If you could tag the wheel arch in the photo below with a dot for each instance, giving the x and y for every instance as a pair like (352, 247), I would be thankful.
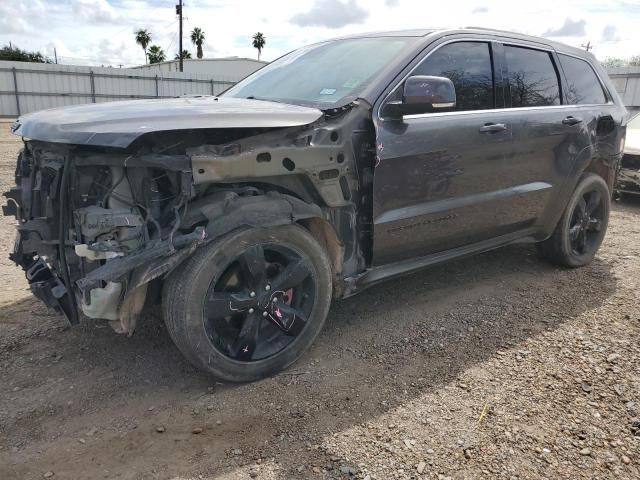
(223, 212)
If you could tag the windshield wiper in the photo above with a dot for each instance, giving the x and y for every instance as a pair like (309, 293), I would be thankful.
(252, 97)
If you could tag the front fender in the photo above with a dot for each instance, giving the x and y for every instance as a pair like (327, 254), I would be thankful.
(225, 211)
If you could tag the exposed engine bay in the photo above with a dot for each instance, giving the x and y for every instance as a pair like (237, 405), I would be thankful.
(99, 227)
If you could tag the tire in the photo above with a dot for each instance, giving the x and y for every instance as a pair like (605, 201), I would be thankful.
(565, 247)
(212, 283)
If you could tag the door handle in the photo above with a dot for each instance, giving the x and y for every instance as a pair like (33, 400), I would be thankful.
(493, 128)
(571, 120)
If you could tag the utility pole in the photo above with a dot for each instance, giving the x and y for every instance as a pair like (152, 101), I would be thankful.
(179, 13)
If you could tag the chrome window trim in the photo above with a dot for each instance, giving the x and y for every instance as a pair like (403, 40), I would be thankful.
○ ○ ○
◆ YOUR ASSIGNMENT ◆
Copy all the material word for word, minus its pictures.

◆ WORKED SOLUTION ◆
If you could tag the wheel arch in the photo below with a dot for each instance, giving the x and y for every instance as a pair like (352, 247), I would be thankful.
(223, 212)
If you could tag the windshield wiper in the photo above with a dot for each instance, giving the x and y for every instance as a pair like (309, 293), I would be thankful.
(252, 97)
If you could tag the front fender in the photo above with a dot for each instance, giving the x and y for every instance as a pair like (327, 254), I would be thankful.
(225, 211)
If you could tag the exposed engine bay in the photo above with a dot for each instance, giving the x and y for every instance as a pair like (237, 405), I would be thankful.
(99, 227)
If you could tag the tire in the photo above with a dot for each instance, giving the x and y for every instance as a pair like (605, 201), I would be thankful.
(565, 247)
(212, 283)
If you could tag the door handle in the photo above with a dot for each instance, giving the x and y for every instance as a pair like (33, 400), I would be thankful.
(493, 128)
(571, 120)
If you could tag the utility pole in the photo above with a dot for each instance, giving the x and y for every instance as a pair like (152, 101), I would be thankful.
(179, 13)
If you could tag the chrome window trim in the photo above with a dot for each instance, giving the x and y for every instance as a pair like (403, 40), I would be thankful.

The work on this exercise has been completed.